#### RECORDED INFORMATION:
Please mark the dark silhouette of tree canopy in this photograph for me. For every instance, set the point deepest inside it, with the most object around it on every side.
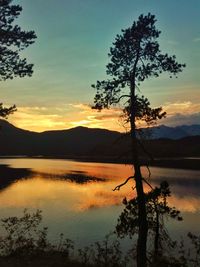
(12, 41)
(157, 209)
(135, 57)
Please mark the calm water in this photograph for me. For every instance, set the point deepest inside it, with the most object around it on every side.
(77, 198)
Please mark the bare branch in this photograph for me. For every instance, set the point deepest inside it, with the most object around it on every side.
(145, 151)
(149, 171)
(147, 183)
(117, 188)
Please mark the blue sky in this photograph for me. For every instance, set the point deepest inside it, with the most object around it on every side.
(70, 53)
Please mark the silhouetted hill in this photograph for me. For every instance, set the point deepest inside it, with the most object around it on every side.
(73, 142)
(96, 143)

#### EXERCISE:
Reproduce, exactly and only, the lines running from the one with "Please mark the blue" to the end of the listing above.

#### RESPONSE BELOW:
Please mark the blue sky in this photograph for me. For every instance, set the point deepest inside it, with the most object around it on every side.
(70, 53)
Please mark the silhouetted hill in this photograph for me. For every instance, set the point deepest inside it, with the most object around it on every side.
(73, 142)
(96, 143)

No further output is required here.